> _MATERIAL TO PROCESS_

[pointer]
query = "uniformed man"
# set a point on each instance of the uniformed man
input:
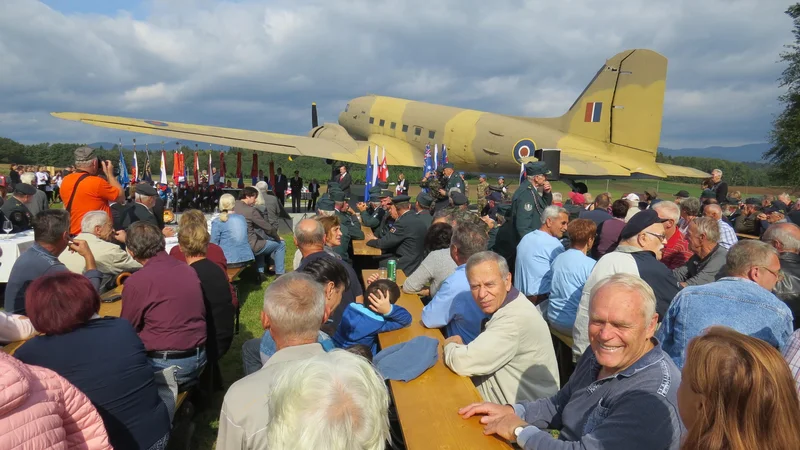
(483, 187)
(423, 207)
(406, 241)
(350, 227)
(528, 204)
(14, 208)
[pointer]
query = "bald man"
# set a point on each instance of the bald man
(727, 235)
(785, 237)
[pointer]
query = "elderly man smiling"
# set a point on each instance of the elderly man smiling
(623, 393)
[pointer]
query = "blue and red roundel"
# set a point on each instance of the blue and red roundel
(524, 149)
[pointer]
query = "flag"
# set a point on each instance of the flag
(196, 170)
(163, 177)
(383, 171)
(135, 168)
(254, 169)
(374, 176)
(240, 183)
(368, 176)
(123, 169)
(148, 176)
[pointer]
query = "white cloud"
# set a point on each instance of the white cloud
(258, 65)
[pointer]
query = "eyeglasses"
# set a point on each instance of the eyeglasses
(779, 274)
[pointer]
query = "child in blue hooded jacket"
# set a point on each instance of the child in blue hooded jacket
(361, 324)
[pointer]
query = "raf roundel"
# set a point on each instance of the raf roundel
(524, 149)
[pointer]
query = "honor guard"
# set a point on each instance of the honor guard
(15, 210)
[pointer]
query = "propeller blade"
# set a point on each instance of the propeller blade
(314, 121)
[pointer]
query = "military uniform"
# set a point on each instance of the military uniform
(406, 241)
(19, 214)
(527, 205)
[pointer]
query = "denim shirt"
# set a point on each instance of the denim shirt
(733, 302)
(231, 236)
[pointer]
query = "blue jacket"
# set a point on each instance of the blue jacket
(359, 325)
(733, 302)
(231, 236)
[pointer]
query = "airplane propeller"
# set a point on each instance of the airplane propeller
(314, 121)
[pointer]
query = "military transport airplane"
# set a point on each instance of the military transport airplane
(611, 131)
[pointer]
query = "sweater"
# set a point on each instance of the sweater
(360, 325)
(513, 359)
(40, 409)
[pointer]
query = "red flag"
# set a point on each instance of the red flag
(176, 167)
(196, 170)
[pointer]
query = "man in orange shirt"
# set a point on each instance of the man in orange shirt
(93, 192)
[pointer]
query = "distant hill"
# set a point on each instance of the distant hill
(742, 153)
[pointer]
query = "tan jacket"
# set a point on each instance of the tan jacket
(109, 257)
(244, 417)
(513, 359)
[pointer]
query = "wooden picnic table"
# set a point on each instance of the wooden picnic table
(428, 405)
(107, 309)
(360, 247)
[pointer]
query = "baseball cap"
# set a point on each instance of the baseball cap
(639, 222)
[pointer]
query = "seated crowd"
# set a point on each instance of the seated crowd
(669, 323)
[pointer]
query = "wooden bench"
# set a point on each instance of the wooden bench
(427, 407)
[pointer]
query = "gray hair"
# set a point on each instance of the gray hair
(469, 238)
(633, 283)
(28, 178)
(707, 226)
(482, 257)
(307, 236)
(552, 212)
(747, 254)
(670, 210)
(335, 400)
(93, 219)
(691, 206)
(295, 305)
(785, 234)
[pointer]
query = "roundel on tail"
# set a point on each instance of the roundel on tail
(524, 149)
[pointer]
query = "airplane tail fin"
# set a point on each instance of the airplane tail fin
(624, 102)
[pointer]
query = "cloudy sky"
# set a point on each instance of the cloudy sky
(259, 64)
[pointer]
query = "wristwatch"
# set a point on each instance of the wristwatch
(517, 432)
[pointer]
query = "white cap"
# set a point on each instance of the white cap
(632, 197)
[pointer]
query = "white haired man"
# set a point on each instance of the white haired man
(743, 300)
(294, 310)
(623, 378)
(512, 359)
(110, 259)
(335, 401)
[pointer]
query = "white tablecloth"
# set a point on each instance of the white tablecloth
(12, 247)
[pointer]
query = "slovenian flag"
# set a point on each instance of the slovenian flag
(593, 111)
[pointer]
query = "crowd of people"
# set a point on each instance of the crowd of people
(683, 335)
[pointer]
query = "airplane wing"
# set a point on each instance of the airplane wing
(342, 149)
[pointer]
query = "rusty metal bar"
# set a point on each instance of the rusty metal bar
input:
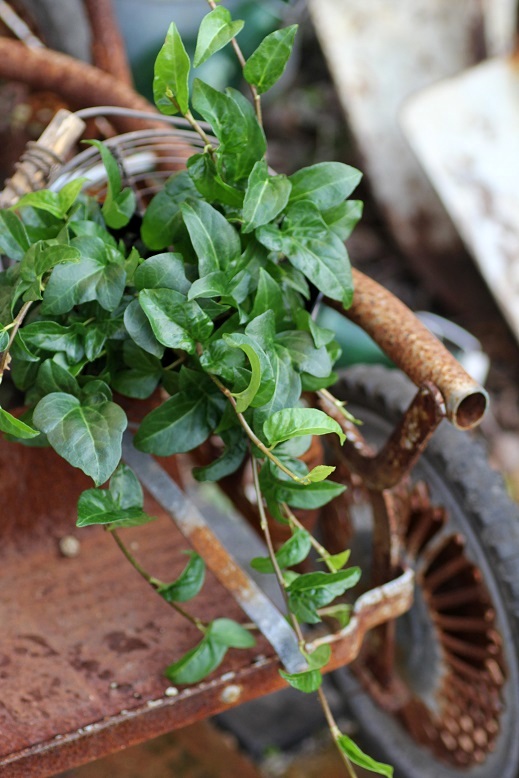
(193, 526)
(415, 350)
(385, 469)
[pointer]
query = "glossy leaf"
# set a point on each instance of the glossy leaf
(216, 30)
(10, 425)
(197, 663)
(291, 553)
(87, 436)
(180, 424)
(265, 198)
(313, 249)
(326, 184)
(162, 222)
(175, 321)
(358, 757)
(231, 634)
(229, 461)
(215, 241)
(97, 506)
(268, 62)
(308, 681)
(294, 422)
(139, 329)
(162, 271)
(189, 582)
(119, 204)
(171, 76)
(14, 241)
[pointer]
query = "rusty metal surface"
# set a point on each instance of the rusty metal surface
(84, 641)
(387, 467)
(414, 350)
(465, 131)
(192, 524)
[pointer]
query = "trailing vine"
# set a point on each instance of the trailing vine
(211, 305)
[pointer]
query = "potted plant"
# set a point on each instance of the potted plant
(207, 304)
---
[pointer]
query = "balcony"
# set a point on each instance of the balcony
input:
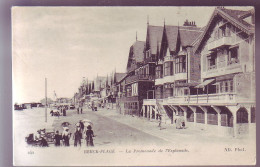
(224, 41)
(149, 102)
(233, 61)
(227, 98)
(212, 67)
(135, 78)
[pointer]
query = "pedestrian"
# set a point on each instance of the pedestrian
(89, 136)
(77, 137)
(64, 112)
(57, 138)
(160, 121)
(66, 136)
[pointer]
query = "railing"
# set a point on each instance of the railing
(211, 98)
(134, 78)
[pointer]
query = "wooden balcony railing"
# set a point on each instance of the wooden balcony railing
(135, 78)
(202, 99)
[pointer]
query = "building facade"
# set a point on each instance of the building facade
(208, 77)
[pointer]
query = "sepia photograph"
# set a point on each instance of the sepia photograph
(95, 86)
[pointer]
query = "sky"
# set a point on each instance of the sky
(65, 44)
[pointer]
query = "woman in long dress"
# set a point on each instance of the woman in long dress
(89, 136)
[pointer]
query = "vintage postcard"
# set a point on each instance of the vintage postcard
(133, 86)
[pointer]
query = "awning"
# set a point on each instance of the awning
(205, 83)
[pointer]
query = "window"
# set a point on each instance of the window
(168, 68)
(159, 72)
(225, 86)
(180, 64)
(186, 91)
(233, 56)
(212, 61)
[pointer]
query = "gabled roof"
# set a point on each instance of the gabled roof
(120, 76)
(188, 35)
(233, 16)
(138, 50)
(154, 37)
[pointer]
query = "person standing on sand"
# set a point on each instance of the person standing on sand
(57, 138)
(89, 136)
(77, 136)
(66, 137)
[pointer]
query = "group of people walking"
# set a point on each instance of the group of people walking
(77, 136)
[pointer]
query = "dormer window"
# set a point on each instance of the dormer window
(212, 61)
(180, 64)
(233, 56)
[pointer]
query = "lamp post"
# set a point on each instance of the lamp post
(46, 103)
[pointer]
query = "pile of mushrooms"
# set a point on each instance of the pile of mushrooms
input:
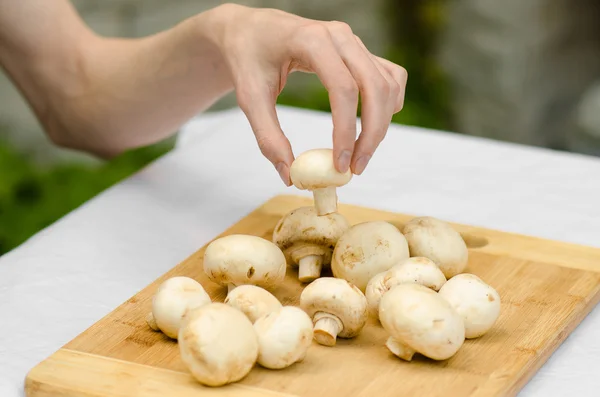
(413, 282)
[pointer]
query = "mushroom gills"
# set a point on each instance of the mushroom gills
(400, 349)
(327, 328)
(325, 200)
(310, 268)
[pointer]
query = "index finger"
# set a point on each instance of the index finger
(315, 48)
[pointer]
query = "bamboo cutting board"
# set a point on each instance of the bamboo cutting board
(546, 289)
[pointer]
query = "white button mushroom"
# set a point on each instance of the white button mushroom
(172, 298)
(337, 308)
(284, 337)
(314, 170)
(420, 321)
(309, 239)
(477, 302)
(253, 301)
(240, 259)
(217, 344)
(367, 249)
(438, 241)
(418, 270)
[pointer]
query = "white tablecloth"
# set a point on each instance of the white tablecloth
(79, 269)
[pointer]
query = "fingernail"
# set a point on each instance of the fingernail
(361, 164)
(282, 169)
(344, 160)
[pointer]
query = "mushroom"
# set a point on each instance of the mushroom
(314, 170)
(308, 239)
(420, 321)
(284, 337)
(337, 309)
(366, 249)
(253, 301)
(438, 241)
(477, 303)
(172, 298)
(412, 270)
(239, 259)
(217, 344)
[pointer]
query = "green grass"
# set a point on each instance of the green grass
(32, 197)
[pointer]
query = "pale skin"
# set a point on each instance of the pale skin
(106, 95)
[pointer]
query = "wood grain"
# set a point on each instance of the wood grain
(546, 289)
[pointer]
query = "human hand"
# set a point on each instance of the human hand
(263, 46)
--
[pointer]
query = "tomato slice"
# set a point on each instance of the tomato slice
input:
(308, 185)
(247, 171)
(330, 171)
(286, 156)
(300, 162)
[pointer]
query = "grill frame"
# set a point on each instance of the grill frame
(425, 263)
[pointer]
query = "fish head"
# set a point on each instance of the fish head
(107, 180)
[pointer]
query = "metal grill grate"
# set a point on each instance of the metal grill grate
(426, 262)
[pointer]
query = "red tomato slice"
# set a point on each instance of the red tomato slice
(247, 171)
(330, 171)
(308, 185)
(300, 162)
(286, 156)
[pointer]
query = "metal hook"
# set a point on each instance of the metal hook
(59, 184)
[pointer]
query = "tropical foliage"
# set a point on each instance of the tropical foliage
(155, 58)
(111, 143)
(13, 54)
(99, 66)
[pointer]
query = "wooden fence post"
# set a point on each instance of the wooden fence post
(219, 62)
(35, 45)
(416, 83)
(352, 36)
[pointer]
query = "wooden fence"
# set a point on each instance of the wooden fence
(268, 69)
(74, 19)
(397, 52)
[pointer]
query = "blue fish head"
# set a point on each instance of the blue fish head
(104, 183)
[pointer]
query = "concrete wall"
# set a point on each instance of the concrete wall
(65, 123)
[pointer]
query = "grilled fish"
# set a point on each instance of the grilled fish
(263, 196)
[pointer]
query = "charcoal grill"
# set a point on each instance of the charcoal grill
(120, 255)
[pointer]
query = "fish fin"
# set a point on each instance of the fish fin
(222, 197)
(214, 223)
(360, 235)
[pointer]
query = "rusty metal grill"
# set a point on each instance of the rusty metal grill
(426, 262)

> _AIM_
Find each line in the data above that contains the word "wall". Copy every such line in full.

> _FULL RESPONSE_
query = "concrete wall"
# set a point on each instance of the concrete wall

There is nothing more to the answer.